DATA PROVIDED
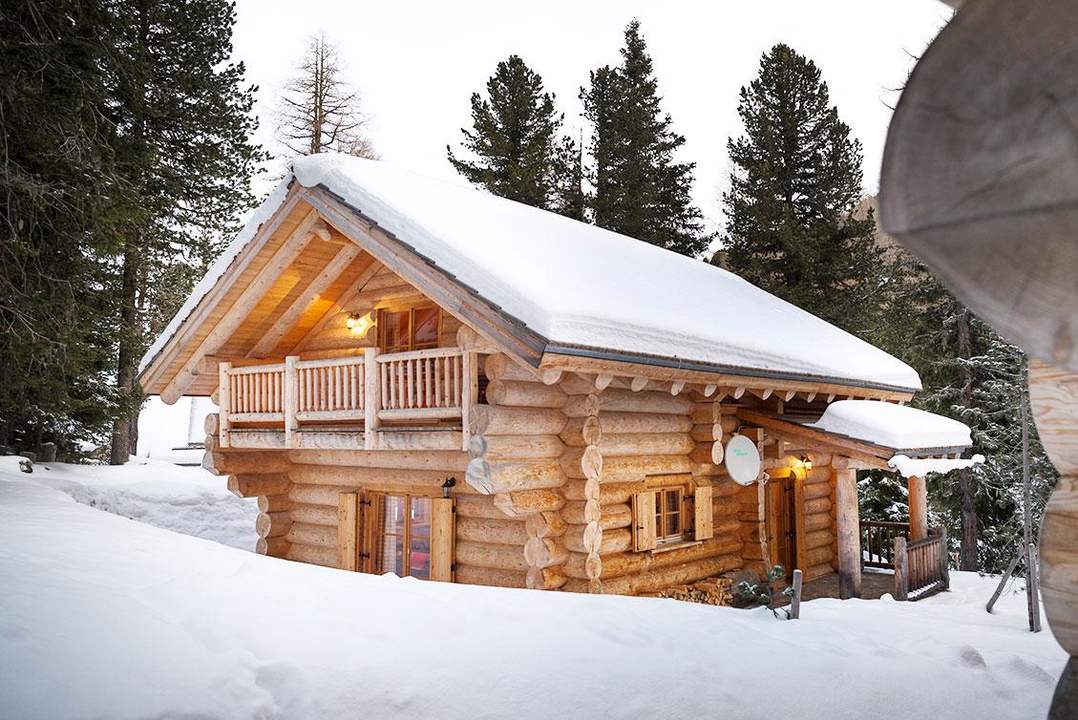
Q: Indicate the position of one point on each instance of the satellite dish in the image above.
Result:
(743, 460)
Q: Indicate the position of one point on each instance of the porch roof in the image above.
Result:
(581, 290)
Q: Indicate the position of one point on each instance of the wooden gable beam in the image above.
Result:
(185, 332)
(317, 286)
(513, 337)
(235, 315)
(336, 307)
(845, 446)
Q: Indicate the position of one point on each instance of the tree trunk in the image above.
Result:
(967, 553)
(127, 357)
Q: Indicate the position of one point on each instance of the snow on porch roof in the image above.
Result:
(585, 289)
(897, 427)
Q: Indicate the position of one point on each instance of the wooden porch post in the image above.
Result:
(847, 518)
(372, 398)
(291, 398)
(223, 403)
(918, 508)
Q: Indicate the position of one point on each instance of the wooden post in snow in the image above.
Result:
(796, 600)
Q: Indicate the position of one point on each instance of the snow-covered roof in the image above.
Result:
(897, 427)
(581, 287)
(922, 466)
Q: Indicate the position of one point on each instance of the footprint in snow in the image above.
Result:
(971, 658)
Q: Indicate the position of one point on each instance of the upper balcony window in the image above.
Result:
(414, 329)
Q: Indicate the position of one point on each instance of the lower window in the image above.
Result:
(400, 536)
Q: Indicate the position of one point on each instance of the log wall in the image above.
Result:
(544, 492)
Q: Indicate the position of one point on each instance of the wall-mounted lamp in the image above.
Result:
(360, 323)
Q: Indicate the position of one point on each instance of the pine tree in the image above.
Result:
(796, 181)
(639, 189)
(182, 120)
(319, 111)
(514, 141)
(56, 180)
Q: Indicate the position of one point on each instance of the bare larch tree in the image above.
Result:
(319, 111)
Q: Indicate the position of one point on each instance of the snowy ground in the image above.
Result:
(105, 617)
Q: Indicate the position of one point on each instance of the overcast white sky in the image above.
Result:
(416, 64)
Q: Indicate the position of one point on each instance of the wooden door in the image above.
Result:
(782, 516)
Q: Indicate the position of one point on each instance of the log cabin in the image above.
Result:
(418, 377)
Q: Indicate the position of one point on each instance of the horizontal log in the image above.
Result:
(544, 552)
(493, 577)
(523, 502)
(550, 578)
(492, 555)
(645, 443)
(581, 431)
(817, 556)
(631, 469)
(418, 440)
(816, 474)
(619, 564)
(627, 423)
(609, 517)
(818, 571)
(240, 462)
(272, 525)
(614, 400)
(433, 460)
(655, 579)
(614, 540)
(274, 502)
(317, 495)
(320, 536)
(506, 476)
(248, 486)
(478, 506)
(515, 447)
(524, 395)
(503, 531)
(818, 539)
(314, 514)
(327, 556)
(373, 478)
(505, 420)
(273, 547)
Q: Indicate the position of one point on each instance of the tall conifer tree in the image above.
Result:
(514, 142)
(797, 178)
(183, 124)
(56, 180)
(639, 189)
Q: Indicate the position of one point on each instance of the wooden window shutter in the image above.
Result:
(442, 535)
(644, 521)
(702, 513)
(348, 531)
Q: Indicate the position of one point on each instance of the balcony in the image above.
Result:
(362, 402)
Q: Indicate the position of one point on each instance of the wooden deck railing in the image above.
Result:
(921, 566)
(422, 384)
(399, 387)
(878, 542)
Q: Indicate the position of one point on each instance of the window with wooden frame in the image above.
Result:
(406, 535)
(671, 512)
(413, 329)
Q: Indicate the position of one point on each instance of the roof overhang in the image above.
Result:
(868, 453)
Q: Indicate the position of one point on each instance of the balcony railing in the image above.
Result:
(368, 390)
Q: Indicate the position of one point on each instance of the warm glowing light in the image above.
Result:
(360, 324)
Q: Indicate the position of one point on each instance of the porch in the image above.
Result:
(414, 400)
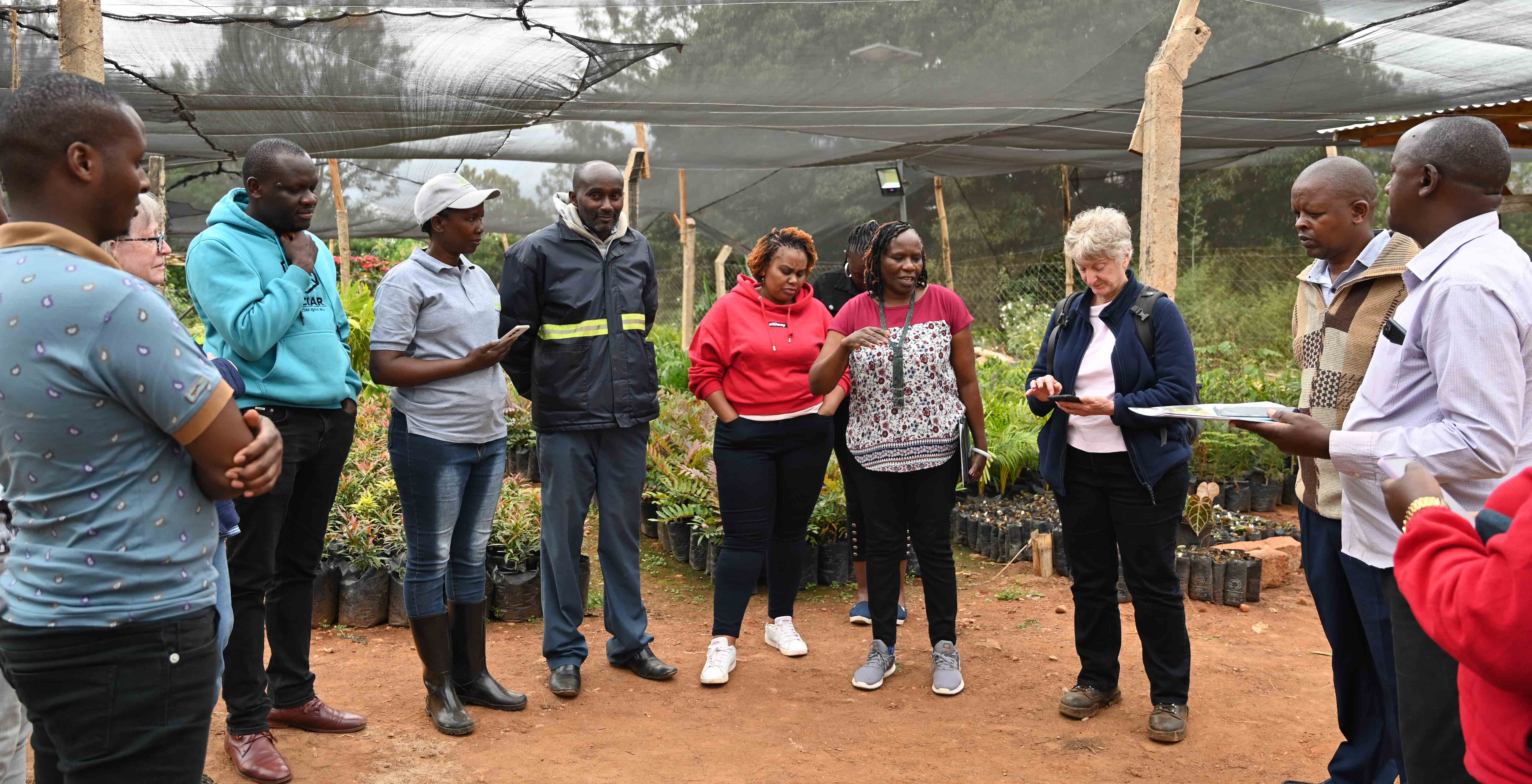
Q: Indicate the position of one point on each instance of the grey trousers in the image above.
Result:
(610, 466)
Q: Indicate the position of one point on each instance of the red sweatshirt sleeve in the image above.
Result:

TASK OBJECTIVE
Rescale the stretch from the line containing "trousers in the image above." through the end of the entries by copying every line, requests included. Multiply each point coordinate in the results by 1.7 and round to a whole number, with halves rounding up.

FINAL ANSWER
Q: Indicate the position of one point on each instance of the grey trousers in the image above.
Result:
(1037, 792)
Q: Indicate the position of one point on each instance of the red sweatshirt sleeve in the image above.
Result:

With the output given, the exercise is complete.